> [PROBLEM DESCRIPTION] Rewrite the rows below, changing "pixel pairs" to "coordinate pairs" wherever it appears and leaving everything else untouched.

[Begin]

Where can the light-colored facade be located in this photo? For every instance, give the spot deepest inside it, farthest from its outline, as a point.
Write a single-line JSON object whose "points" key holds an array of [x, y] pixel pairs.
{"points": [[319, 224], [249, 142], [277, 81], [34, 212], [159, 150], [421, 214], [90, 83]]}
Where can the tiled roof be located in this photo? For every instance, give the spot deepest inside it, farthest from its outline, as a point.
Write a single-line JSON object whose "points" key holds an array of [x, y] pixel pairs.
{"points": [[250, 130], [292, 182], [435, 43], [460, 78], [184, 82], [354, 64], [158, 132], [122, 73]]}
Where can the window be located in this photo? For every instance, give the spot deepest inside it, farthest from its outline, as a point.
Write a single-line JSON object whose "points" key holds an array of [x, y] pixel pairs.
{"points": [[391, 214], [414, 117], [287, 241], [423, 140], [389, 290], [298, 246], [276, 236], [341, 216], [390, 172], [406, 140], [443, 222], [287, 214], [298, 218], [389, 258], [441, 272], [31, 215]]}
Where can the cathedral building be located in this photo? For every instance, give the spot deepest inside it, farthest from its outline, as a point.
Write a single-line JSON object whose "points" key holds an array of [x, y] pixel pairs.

[End]

> [EXPECTED OUTPUT]
Where can the light-colored facade be located in this photo? For every instance, give the spot deepest inside it, farthest from its outline, as a point.
Write a single-line JSON object whose "points" key holds an array of [x, y] coordinate pairs.
{"points": [[319, 224], [249, 142], [277, 81], [34, 212], [159, 150], [421, 214], [90, 83]]}
Where can the tiled roof be located in this photo? For every instance, give the spot deepest inside it, farthest from its outline, as a point.
Write a single-line JSON object whose "points" key holds an array of [x, y] coordinate pairs.
{"points": [[250, 130], [292, 182], [435, 43], [460, 78], [184, 82], [354, 64], [158, 132], [122, 73]]}
Where can the window be located in this photo? For every instance, give the spot deepest inside it, farthest from its outline, as a point.
Write a single-line JSON object whose "points" key holds an array of [x, y] coordinate pairs.
{"points": [[391, 214], [414, 117], [287, 241], [423, 140], [389, 290], [298, 246], [276, 236], [341, 216], [390, 172], [406, 140], [443, 222], [287, 214], [298, 218], [389, 258], [441, 272], [31, 215]]}
Where can the cathedral building be located in this photo? For every instance, give the spot deepest inside it, farthest from its outline, as a point.
Write a single-line JSON object whose "points" key holds an array of [x, y] coordinate pairs.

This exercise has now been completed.